[Stored items]
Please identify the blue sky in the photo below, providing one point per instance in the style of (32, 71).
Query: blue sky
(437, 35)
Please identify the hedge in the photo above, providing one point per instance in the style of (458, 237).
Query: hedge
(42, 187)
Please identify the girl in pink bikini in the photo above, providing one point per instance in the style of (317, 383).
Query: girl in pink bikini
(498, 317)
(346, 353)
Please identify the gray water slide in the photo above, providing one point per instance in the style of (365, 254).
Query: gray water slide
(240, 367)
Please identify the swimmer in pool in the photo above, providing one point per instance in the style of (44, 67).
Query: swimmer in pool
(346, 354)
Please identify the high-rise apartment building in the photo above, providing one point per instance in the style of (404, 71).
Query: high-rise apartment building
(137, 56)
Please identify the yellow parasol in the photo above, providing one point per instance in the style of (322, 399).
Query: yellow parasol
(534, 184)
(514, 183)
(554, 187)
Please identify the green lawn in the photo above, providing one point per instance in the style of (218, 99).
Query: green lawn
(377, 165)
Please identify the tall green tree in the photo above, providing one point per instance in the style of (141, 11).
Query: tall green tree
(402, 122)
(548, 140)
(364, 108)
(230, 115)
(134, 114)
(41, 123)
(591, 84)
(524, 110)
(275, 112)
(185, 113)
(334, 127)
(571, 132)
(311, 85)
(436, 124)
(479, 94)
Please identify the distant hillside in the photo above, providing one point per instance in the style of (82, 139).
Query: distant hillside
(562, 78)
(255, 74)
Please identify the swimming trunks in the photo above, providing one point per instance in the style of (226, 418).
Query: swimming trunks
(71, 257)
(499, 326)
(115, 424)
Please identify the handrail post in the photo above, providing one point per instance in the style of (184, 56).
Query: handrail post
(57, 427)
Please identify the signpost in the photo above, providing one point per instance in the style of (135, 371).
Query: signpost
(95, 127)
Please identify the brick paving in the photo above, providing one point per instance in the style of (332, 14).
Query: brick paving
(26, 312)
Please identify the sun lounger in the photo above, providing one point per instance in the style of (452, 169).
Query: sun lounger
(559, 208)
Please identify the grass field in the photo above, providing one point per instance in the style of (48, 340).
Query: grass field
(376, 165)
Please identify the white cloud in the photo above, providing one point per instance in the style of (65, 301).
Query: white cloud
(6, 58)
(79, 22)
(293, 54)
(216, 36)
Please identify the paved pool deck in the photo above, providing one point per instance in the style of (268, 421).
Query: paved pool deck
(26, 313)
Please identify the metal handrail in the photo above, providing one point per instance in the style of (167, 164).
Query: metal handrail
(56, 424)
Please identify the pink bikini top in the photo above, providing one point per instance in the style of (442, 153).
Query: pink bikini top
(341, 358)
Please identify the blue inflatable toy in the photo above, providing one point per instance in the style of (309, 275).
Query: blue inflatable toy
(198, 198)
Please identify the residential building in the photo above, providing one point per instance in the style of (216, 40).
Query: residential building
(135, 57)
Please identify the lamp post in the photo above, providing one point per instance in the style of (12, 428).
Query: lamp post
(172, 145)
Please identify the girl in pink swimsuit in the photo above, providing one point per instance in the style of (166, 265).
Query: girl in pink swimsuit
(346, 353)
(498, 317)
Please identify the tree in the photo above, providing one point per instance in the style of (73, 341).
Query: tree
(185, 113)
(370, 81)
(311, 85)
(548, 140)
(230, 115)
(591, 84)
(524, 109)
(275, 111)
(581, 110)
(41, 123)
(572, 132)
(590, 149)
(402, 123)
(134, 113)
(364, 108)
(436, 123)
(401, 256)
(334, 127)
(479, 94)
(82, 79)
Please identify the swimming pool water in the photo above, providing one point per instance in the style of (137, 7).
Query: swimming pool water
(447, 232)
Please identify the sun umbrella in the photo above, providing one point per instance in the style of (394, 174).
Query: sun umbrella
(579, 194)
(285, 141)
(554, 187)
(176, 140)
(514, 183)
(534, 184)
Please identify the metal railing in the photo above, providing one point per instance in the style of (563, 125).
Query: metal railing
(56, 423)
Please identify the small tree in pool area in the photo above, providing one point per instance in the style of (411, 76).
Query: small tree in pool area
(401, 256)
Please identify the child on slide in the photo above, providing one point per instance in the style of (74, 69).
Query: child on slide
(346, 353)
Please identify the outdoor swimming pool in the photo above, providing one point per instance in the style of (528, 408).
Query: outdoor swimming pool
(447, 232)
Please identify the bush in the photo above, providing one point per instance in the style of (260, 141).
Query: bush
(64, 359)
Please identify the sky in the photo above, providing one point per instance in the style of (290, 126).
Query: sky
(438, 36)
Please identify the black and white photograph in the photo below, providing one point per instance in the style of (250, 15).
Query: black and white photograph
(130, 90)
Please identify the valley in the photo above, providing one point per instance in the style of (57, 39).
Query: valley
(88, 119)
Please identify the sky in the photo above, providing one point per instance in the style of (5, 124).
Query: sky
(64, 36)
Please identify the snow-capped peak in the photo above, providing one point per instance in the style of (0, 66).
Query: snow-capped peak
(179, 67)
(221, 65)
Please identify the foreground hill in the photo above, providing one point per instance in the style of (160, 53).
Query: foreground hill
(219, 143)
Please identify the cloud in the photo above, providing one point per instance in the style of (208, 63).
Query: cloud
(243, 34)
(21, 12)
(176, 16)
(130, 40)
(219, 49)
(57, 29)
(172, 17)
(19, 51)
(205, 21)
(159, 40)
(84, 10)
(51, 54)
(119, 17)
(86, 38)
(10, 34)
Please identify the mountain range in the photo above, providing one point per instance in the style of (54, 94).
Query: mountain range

The exercise: Reproduce the material from the line containing "Please identify the cloud" through its end, changing "mountain range" to "mountain ridge" and leaving everything else as it is.

Solution to this exercise:
Please identify the cloud in the photo above, providing one point per instance in the style of (208, 63).
Query: cloud
(243, 34)
(21, 12)
(176, 16)
(130, 40)
(219, 49)
(57, 29)
(172, 17)
(19, 51)
(205, 21)
(159, 40)
(84, 10)
(51, 54)
(119, 17)
(86, 38)
(10, 34)
Please identify the mountain ridge in the photo above, providing one point per instance in the style of (54, 94).
Query: mountain ridge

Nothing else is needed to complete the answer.